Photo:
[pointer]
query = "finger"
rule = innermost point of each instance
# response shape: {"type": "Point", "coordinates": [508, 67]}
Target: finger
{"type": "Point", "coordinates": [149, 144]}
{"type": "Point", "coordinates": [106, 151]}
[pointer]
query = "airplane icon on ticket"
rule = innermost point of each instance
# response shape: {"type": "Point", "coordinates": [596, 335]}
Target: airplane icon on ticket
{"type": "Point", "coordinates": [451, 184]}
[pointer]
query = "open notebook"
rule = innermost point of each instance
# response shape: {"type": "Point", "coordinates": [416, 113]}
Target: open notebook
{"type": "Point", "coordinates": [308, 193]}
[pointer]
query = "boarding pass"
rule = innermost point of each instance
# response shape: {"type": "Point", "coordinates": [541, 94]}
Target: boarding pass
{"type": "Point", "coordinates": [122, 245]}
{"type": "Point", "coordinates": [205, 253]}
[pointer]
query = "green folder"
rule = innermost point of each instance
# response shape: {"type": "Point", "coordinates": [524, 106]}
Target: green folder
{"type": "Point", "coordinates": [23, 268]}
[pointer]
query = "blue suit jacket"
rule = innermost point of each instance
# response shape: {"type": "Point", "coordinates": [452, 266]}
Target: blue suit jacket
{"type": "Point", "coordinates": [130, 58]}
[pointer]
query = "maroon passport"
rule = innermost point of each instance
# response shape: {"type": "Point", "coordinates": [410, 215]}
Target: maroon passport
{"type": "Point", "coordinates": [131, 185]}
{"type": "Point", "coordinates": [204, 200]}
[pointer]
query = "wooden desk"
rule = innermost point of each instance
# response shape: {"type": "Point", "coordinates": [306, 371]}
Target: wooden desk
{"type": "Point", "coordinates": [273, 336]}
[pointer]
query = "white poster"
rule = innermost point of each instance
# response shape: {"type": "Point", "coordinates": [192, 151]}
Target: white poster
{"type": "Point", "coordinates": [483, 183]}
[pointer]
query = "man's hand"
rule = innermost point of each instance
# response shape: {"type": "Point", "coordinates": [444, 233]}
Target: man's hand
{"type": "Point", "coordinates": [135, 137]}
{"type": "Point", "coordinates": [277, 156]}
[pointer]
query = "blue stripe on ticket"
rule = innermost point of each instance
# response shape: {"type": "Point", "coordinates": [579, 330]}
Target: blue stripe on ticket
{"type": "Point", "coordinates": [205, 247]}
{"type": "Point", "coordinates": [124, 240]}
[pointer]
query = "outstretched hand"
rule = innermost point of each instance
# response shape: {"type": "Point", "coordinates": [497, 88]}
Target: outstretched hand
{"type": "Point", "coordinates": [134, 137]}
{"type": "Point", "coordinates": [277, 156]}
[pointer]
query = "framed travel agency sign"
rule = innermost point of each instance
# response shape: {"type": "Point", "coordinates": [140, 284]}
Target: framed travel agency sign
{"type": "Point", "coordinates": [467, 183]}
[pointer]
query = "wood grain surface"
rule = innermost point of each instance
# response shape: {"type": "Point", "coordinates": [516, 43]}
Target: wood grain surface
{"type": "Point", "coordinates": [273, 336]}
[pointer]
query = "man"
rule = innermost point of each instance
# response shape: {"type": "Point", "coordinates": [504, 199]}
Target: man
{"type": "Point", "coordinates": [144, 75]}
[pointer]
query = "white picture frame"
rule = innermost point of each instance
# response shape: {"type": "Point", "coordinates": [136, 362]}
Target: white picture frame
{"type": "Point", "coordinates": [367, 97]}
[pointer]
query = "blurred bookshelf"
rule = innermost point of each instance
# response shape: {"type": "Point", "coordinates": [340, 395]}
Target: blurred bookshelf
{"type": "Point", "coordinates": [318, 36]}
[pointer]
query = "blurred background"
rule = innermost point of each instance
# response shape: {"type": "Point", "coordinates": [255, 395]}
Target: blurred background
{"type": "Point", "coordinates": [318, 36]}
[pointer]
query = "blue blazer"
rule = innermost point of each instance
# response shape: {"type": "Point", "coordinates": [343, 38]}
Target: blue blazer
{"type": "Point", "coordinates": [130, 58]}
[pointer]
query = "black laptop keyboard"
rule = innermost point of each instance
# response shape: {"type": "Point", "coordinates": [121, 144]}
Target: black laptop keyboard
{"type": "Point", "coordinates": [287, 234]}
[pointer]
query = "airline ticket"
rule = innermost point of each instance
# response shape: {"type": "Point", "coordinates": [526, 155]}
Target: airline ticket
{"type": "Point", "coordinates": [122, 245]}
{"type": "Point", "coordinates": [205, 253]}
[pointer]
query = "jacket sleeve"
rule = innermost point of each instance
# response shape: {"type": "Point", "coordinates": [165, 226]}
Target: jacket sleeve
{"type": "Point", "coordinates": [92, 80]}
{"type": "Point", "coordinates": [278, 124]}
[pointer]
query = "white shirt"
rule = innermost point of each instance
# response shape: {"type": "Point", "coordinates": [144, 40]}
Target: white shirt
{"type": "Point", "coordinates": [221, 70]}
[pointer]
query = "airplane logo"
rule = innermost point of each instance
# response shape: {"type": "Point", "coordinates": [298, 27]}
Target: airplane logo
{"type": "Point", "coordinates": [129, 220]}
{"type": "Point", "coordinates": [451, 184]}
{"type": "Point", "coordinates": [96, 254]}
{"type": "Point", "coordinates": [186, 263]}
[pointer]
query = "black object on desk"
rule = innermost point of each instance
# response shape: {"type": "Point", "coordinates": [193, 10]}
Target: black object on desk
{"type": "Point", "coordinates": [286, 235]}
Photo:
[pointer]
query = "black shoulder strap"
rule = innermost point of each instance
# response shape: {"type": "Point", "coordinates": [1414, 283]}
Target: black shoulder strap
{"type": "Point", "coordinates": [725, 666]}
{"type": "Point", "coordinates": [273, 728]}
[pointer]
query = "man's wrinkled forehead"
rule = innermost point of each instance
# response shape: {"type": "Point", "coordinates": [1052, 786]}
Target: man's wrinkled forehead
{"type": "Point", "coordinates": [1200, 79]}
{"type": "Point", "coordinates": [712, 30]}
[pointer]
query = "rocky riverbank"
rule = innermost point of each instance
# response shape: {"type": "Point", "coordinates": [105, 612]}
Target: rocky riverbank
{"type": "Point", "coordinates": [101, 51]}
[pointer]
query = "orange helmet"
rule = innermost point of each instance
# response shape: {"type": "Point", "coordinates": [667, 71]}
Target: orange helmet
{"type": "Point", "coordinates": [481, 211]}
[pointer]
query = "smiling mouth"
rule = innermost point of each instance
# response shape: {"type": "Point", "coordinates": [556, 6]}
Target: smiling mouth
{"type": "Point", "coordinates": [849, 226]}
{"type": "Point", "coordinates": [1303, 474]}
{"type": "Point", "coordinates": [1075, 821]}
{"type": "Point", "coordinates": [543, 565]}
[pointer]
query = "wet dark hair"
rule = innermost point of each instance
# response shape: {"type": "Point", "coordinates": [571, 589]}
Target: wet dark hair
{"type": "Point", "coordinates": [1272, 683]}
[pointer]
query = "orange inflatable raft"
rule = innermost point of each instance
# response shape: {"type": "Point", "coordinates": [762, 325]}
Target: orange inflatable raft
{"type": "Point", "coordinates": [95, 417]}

===

▸ **TASK INSTRUCTIONS**
Retype the whole listing, matching it exactly.

▸ **TASK SOLUTION**
Photo:
[pointer]
query = "finger"
rule = innermost point of each instance
# response shape: {"type": "Point", "coordinates": [508, 67]}
Target: finger
{"type": "Point", "coordinates": [149, 144]}
{"type": "Point", "coordinates": [106, 151]}
[pointer]
query = "airplane icon on ticket"
rule = innermost point of each instance
# response shape: {"type": "Point", "coordinates": [596, 335]}
Target: airplane icon on ticket
{"type": "Point", "coordinates": [451, 184]}
[pointer]
query = "open notebook"
rule = innermost point of each instance
# response shape: {"type": "Point", "coordinates": [416, 113]}
Target: open notebook
{"type": "Point", "coordinates": [308, 193]}
[pointer]
query = "boarding pass"
rule = innermost point of each instance
# response shape: {"type": "Point", "coordinates": [541, 94]}
Target: boarding pass
{"type": "Point", "coordinates": [122, 245]}
{"type": "Point", "coordinates": [205, 253]}
[pointer]
query = "green folder"
rule = innermost point of each instance
# response shape: {"type": "Point", "coordinates": [524, 106]}
Target: green folder
{"type": "Point", "coordinates": [23, 268]}
[pointer]
query = "blue suit jacket"
rule = innermost point of each instance
# response shape: {"type": "Point", "coordinates": [452, 266]}
Target: blue suit jacket
{"type": "Point", "coordinates": [130, 58]}
[pointer]
query = "maroon passport"
rule = innermost point of each instance
# response shape: {"type": "Point", "coordinates": [410, 215]}
Target: maroon passport
{"type": "Point", "coordinates": [131, 185]}
{"type": "Point", "coordinates": [204, 200]}
[pointer]
query = "wooden desk"
rule = innermost point of each instance
# response shape: {"type": "Point", "coordinates": [306, 371]}
Target: wooden desk
{"type": "Point", "coordinates": [273, 336]}
[pointer]
query = "white poster"
rule = innermost point of each instance
# response shape: {"type": "Point", "coordinates": [192, 151]}
Target: white poster
{"type": "Point", "coordinates": [483, 183]}
[pointer]
query = "man's hand"
rule = innermost point of each instance
# response shape: {"type": "Point", "coordinates": [444, 233]}
Target: man's hand
{"type": "Point", "coordinates": [135, 137]}
{"type": "Point", "coordinates": [277, 156]}
[pointer]
query = "blue stripe on ticket"
rule = innermost point of each instance
# response shape: {"type": "Point", "coordinates": [579, 330]}
Target: blue stripe on ticket
{"type": "Point", "coordinates": [205, 247]}
{"type": "Point", "coordinates": [124, 240]}
[pointer]
query = "outstretched hand"
rule = innermost point of each instance
# response shape: {"type": "Point", "coordinates": [497, 88]}
Target: outstretched hand
{"type": "Point", "coordinates": [134, 137]}
{"type": "Point", "coordinates": [277, 156]}
[pointer]
query = "framed travel agency sign"
rule = innermost point of each instance
# response shape: {"type": "Point", "coordinates": [140, 284]}
Target: framed travel agency sign
{"type": "Point", "coordinates": [467, 183]}
[pointer]
query = "wood grain surface"
rule = innermost point of each instance
# response shape: {"type": "Point", "coordinates": [516, 43]}
Target: wood grain surface
{"type": "Point", "coordinates": [273, 336]}
[pointer]
query = "man"
rule = innermost point of each instance
# response shape: {"type": "Point", "coordinates": [504, 199]}
Target: man
{"type": "Point", "coordinates": [144, 75]}
[pointer]
query = "white picture frame"
rule = innermost point of each instance
# response shape: {"type": "Point", "coordinates": [136, 362]}
Target: white picture frame
{"type": "Point", "coordinates": [367, 97]}
[pointer]
query = "blurred bookshelf"
rule = innermost point of each instance
# response shape: {"type": "Point", "coordinates": [340, 395]}
Target: blurred bookshelf
{"type": "Point", "coordinates": [318, 36]}
[pointer]
query = "blurred background"
rule = innermost point of each instance
# response shape: {"type": "Point", "coordinates": [255, 395]}
Target: blurred background
{"type": "Point", "coordinates": [318, 36]}
[pointer]
query = "blue blazer"
rule = innermost point of each instance
# response shape: {"type": "Point", "coordinates": [343, 38]}
Target: blue blazer
{"type": "Point", "coordinates": [130, 58]}
[pointer]
query = "black laptop keyboard"
rule = innermost point of each instance
# response shape: {"type": "Point", "coordinates": [121, 144]}
Target: black laptop keyboard
{"type": "Point", "coordinates": [287, 234]}
[pointer]
query = "airline ticket"
rule = innermost point of each instance
# response shape: {"type": "Point", "coordinates": [526, 155]}
Target: airline ticket
{"type": "Point", "coordinates": [122, 245]}
{"type": "Point", "coordinates": [205, 253]}
[pointer]
query = "jacket sleeve"
rule = innermost point of each instance
# response shape: {"type": "Point", "coordinates": [165, 226]}
Target: jacket sleeve
{"type": "Point", "coordinates": [92, 80]}
{"type": "Point", "coordinates": [278, 124]}
[pointer]
query = "white shirt"
rule = innermost point of each instance
# response shape: {"type": "Point", "coordinates": [144, 40]}
Target: white shirt
{"type": "Point", "coordinates": [221, 70]}
[pointer]
query = "airplane logo"
rule = innermost point of each instance
# response shape: {"type": "Point", "coordinates": [298, 27]}
Target: airplane logo
{"type": "Point", "coordinates": [129, 220]}
{"type": "Point", "coordinates": [451, 184]}
{"type": "Point", "coordinates": [96, 254]}
{"type": "Point", "coordinates": [186, 263]}
[pointer]
query = "black object on desk"
rule = innermost point of each instance
# response shape: {"type": "Point", "coordinates": [193, 10]}
Target: black object on desk
{"type": "Point", "coordinates": [286, 235]}
Photo:
[pointer]
query = "black shoulder strap"
rule = innermost point of each instance
# response shape: {"type": "Point", "coordinates": [1414, 283]}
Target: black shoulder strap
{"type": "Point", "coordinates": [725, 666]}
{"type": "Point", "coordinates": [273, 728]}
[pointer]
query = "man's wrinkled forehead"
rule = innermost point of each instance
# response shape: {"type": "Point", "coordinates": [1052, 786]}
Target: man's wrinkled forehead
{"type": "Point", "coordinates": [1200, 79]}
{"type": "Point", "coordinates": [712, 30]}
[pointer]
query = "rocky riverbank"
rule = innermost point of each instance
# response shape: {"type": "Point", "coordinates": [105, 612]}
Target: rocky riverbank
{"type": "Point", "coordinates": [101, 51]}
[pointer]
query = "orange helmet"
rule = innermost point of each instance
# response shape: {"type": "Point", "coordinates": [667, 71]}
Target: orange helmet
{"type": "Point", "coordinates": [481, 211]}
[pointer]
query = "smiling mouth"
rule = innermost point of each instance
# response shape: {"type": "Point", "coordinates": [556, 6]}
Target: smiling mouth
{"type": "Point", "coordinates": [849, 226]}
{"type": "Point", "coordinates": [1303, 474]}
{"type": "Point", "coordinates": [1075, 821]}
{"type": "Point", "coordinates": [543, 565]}
[pointer]
query = "wet dark hair"
rule = innermost point of each instance
# response shape: {"type": "Point", "coordinates": [571, 589]}
Target: wet dark hair
{"type": "Point", "coordinates": [1272, 683]}
[pointer]
query = "orange inflatable raft"
rule = innermost point of each instance
# response shape: {"type": "Point", "coordinates": [762, 325]}
Target: orange inflatable raft
{"type": "Point", "coordinates": [95, 417]}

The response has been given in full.